Document extract
# Manta Ray



## rheard514 (Feb 12, 2006)

Has anyone seen or used one of the new Liquid Logic Manta Ray's. They look to be well thought out yaks and not overly expensive.


----------



## Newsjeff (Jul 22, 2004)

That's the yak I really wanted to buy. However, WRO wasn't carrying the LL SOTs. I got tired of trying to buy one locally, so I got the Prowler. 

Those Manta Rays do look sweet.


----------



## erfisher (Feb 9, 2004)

IF YOU ARE INTERESTED IN THE MANTA RAY 12, I'D ALSO LOOK AT THE WS TARPON 12 AND THE NEW HERITAGE REDFISH 12 IF YOU CAN FIND ONE.

I BOUGHT A MANTA RAY 12 A COUPLE MONTHS AGO AND LIKE IT. HERE IS THE REVIEW I DID ON THE KAYAKFISHINGSTUFF WEBSITE:

I'm giving this kayak a 5 because I feel like it is one of the best choices in a 12' sit on top.
So if I sound critical it's only because I hope Liquid Logic will fix the detail stuff and make it 'the best'.

Positives:

Super comfortable padded seat.
Wider than the Tarpon 12, more weight capacity yet still as fast.
Bungee system on the front hatch.
Nice tankwell.
Lots of flat areas for mounting stuff.
Big, comfortable, open cocpit.
Ability to adjust the seat while in the boat.

Negatives:

Bungee and hooks for the tankwell are useless.
Lack of padeyes on the whole boat.
The paddle leash is worthless and the hook for it is a hazard.
Overall the fasteners are wierd; screws in the seating area, hex heads, etc.
The small hatches don't fit right.
Water leaks in the small one in the cockpit in choppy conditions.

Paddling:

Speed is good for a 12' kayak.
It was a wet ride in choppy water but in I had it in some slop that most people wouldn't want to be in at all. Very stable.

I have added padeyes and I plan to put a new paddle keeper and glue that small hatch in the cockpit shut. 

Why did I still give it a 5? The Tarpon 12 is the only other boat you can compare it to (also a nice ride). All the other sit on tops have the built in foot rests (they bite) or don't have the built in seat back (lame).

If I had to compare this yak to my 160i I would give it a 3 but compared to other 11'-13' sit on tops available, it gets a 5. I'd buy it again.


----------



## SeaSalt (Apr 29, 2002)

check out the blog done by one of the person working at Liquid Logic. Boat looks sweet. 14 would be a nice versatile boat.

http://liquidlogicmantaray.blogspot.com/

they even got a cool video.


----------



## rheard514 (Feb 12, 2006)

Stated problem 1
In the Manta Ray forum thread, which kayak did Newsjeff end up buying?
Stated problem 2
Reproduce a passage from the Manta Ray forum thread: begin at the words "Overall the fasteners" and stop after "the cockpit shut.".

Box annotations for photos:

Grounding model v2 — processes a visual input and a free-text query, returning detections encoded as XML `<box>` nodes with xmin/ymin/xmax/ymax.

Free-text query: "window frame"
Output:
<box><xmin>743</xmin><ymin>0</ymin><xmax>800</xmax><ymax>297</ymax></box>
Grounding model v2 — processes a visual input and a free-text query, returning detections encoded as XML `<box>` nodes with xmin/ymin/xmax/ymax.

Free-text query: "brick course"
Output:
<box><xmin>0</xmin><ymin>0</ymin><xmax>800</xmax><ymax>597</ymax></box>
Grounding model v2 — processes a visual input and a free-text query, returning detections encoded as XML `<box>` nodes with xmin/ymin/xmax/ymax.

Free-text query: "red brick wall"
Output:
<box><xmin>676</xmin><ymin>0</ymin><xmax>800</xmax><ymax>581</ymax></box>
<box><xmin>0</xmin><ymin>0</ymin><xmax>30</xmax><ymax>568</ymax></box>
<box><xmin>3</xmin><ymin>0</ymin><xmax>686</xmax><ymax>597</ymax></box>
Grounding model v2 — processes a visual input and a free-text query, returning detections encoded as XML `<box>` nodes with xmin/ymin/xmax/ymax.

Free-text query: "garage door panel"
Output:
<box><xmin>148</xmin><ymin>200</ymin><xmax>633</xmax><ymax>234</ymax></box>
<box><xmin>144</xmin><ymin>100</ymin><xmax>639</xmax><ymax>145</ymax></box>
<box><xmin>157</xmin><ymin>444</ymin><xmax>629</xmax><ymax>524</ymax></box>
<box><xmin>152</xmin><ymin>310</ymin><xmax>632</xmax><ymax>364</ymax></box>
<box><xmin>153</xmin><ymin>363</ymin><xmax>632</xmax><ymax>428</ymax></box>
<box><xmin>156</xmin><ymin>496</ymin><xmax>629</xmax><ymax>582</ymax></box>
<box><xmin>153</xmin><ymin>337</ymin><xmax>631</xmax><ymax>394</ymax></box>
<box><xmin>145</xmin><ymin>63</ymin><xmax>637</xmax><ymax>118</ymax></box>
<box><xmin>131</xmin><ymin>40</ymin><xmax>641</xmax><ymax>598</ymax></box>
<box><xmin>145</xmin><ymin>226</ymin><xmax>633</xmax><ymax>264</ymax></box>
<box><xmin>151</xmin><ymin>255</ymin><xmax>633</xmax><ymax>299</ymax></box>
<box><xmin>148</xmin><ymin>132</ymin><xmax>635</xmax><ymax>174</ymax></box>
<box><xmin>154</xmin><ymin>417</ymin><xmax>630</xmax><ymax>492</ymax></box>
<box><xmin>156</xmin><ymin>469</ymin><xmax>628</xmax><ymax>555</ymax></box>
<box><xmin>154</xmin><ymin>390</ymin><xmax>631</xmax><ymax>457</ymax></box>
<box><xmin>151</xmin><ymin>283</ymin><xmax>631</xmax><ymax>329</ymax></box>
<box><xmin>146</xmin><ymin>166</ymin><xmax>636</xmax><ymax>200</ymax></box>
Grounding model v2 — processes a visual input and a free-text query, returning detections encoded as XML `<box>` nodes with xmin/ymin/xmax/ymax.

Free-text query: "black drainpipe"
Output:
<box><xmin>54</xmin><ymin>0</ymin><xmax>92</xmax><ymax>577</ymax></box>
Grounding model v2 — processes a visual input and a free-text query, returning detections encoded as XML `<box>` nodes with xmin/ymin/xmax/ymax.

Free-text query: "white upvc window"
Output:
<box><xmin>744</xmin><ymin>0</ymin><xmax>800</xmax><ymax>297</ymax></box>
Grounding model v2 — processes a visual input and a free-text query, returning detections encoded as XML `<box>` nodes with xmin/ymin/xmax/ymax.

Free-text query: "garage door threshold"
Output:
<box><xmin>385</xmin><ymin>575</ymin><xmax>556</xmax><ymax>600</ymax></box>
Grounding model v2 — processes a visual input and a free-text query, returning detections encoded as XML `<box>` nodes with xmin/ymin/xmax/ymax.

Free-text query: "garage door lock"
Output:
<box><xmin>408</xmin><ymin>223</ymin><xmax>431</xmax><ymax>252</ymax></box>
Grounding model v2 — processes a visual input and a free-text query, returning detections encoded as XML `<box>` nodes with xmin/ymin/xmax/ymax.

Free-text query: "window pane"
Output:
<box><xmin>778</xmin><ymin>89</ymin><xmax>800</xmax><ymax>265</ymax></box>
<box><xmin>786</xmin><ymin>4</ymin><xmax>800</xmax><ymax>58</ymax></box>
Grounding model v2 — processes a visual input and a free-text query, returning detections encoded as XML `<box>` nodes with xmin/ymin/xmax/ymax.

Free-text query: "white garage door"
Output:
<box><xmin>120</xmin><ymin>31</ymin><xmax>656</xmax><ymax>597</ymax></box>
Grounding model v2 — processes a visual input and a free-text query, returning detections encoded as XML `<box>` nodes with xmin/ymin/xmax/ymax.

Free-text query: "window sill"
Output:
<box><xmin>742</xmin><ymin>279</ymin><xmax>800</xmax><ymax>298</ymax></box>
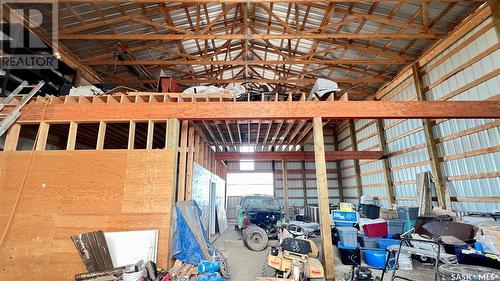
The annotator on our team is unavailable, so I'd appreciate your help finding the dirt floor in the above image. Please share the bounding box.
[214,224,433,281]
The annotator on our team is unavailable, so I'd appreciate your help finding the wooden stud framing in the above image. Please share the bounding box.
[127,121,136,149]
[177,120,189,201]
[185,126,195,200]
[375,119,394,206]
[313,117,335,280]
[35,122,50,151]
[4,123,21,151]
[66,122,78,150]
[412,64,451,210]
[333,128,344,202]
[96,121,106,150]
[146,120,155,149]
[349,120,363,197]
[281,160,289,220]
[18,99,500,123]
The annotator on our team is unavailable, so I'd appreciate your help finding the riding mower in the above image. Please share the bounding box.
[262,224,326,281]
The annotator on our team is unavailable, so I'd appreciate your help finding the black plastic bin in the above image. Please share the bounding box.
[359,204,380,219]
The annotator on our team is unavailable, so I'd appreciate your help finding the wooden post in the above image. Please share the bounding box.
[375,119,394,207]
[313,117,335,280]
[66,122,78,150]
[177,120,189,201]
[35,122,49,151]
[146,120,155,149]
[302,160,307,207]
[488,0,500,38]
[333,128,344,202]
[165,119,179,268]
[96,121,106,150]
[4,123,21,151]
[127,121,136,149]
[281,160,290,220]
[186,126,195,200]
[412,63,451,210]
[349,119,363,198]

Task result 1
The Prowler.

Task result 2
Overall the fasteners are wierd; screws in the seating area, hex heads, etc.
The small hatches don't fit right.
Water leaks in the small one in the cockpit in choppy conditions.

Paddling:

Speed is good for a 12' kayak.
It was a wet ride in choppy water but in I had it in some slop that most people wouldn't want to be in at all. Very stable.

I have added padeyes and I plan to put a new paddle keeper and glue that small hatch in the cockpit shut.